__EXERCISE OBJECTIVE__.
Return every line of the entries below that contains the word "building".

BEGIN DATA RECORDS

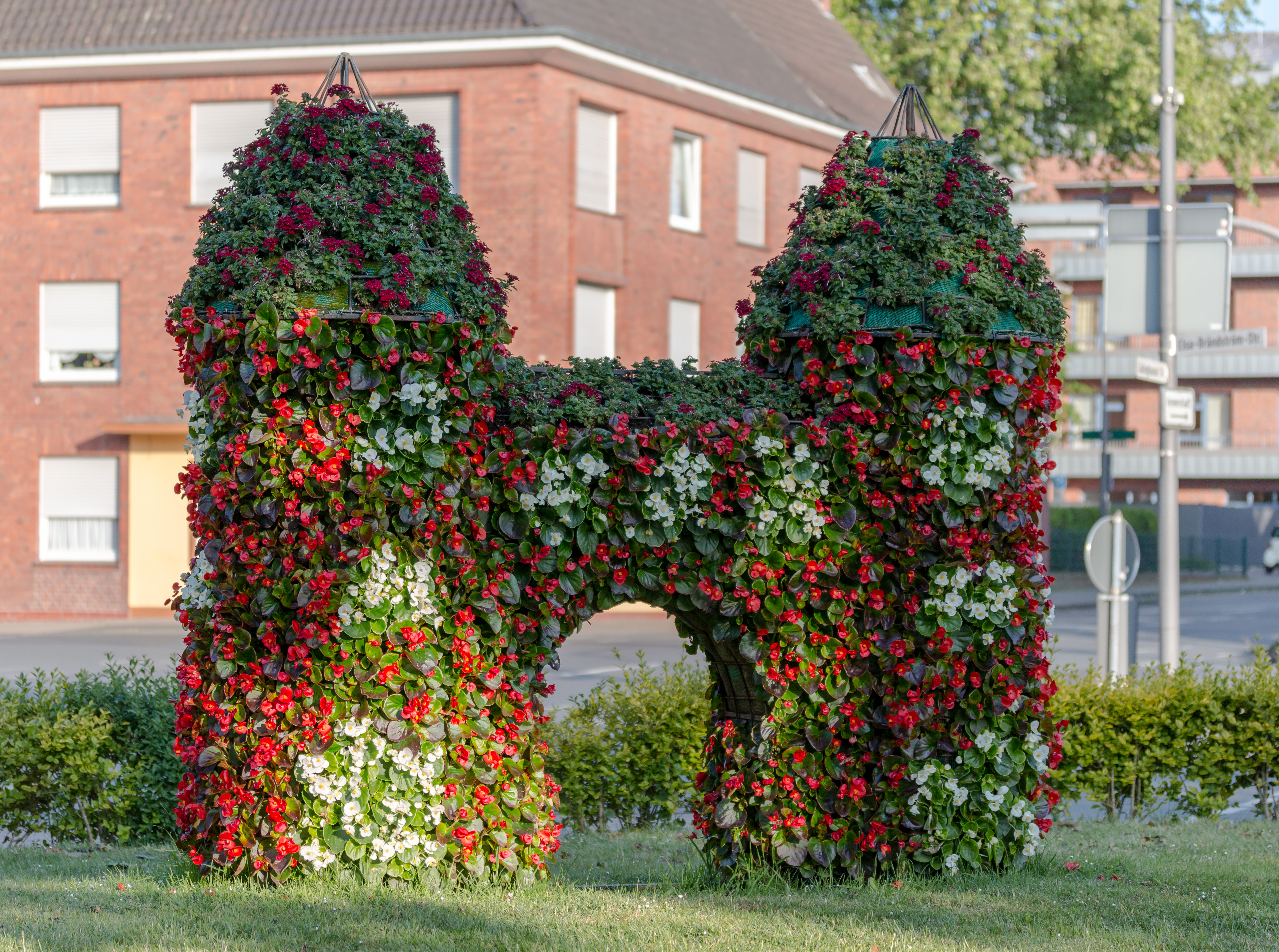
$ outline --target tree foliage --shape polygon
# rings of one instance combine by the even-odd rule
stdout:
[[[1279,158],[1276,88],[1250,78],[1233,37],[1244,0],[1179,0],[1178,155],[1220,160],[1242,188]],[[916,83],[943,132],[982,130],[1008,166],[1045,156],[1106,175],[1157,165],[1157,0],[835,0],[897,83]]]

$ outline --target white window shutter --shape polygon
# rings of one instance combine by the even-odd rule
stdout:
[[[249,102],[193,102],[191,106],[191,202],[208,204],[228,183],[223,166],[240,146],[257,138],[274,105]]]
[[[454,93],[443,96],[405,96],[395,100],[413,125],[426,123],[435,129],[435,146],[444,156],[444,170],[449,174],[449,185],[458,188],[458,97]]]
[[[702,139],[677,132],[670,146],[670,226],[702,227]]]
[[[120,171],[120,107],[58,106],[40,110],[40,171]]]
[[[40,515],[45,519],[115,519],[120,511],[119,459],[43,456]]]
[[[577,109],[577,207],[613,215],[618,192],[618,116]]]
[[[578,284],[573,302],[573,357],[616,357],[614,337],[616,291]]]
[[[87,353],[120,349],[120,286],[115,281],[42,284],[43,350]]]
[[[737,240],[764,247],[767,160],[744,148],[737,152]]]
[[[671,298],[668,309],[670,359],[679,367],[686,357],[701,360],[702,305],[696,300]]]

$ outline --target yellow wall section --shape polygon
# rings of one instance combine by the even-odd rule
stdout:
[[[173,487],[191,460],[180,436],[129,437],[129,608],[160,610],[191,565],[187,501]]]

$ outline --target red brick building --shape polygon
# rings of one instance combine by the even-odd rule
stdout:
[[[893,91],[813,0],[19,0],[0,13],[0,617],[162,612],[185,569],[162,330],[270,87],[349,51],[439,130],[519,353],[734,354],[787,206]]]

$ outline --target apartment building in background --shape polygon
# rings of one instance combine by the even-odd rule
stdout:
[[[1230,288],[1224,314],[1184,313],[1178,328],[1178,385],[1193,387],[1195,429],[1182,431],[1182,503],[1279,502],[1279,174],[1253,178],[1256,199],[1236,189],[1220,165],[1186,170],[1181,208],[1216,206],[1218,235],[1229,240]],[[1071,314],[1063,399],[1071,422],[1054,449],[1055,502],[1096,503],[1102,427],[1119,503],[1149,503],[1159,493],[1159,387],[1136,378],[1138,358],[1159,359],[1157,325],[1128,332],[1133,319],[1106,288],[1106,212],[1115,206],[1157,210],[1157,175],[1101,181],[1095,170],[1055,161],[1027,169],[1017,185],[1016,219],[1026,244],[1049,259]],[[1229,206],[1229,211],[1225,211]],[[1179,281],[1210,281],[1195,253]],[[1118,280],[1118,279],[1113,279]],[[1109,311],[1108,311],[1109,300]],[[1200,319],[1202,318],[1202,319]],[[1101,327],[1108,399],[1101,399]],[[1147,322],[1149,323],[1149,322]],[[1124,330],[1127,328],[1127,330]]]
[[[894,98],[813,0],[5,5],[0,618],[165,611],[191,551],[165,303],[271,86],[340,51],[436,128],[533,360],[733,357],[788,206]]]

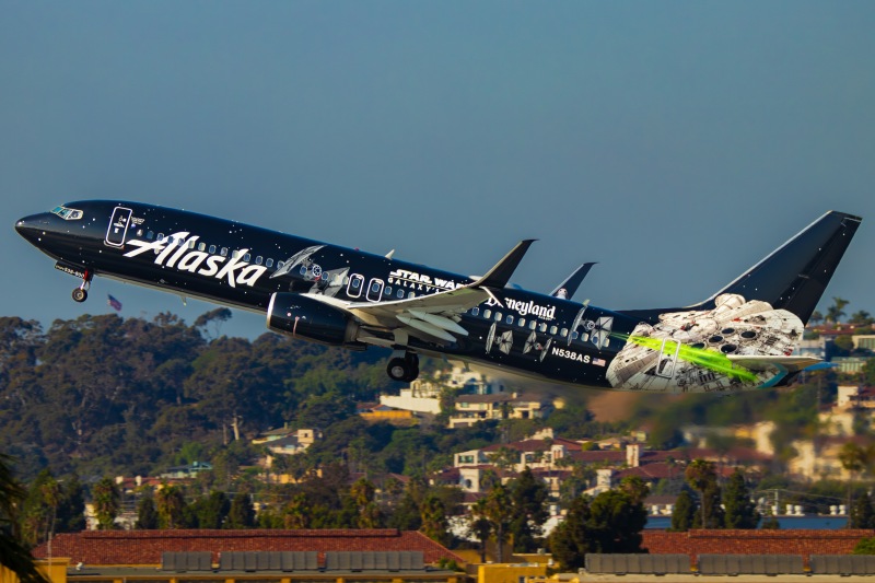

END DATA RECORDS

__TASK RESPONSE__.
$ outline --target red brick building --shape polygon
$ outline --target apartment building in background --shape polygon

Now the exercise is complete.